┏━━
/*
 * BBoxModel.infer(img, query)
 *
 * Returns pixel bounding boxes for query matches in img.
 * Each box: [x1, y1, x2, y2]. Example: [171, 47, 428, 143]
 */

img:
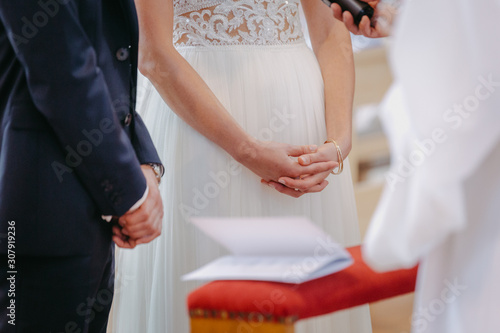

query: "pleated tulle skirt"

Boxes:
[108, 42, 371, 333]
┗━━
WHAT THIS TASK INVOLVES: Rescale the lines above: write them all out again, requests included, with every box coordinate in the answers multiplied by 2.45 and rounded to a whole number, halves rounded up. Leave the sample box in the header as it is, and omit the pictures.

ANSWER TO THIS TASK:
/*
 * BBoxModel.infer(img, query)
 *
 * Returns pixel bounding boxes for query matches in img.
 * Each box: [x1, y1, x2, y2]. Example: [171, 47, 428, 143]
 */

img:

query: "pleated tulle skirt"

Boxes:
[265, 103, 909, 816]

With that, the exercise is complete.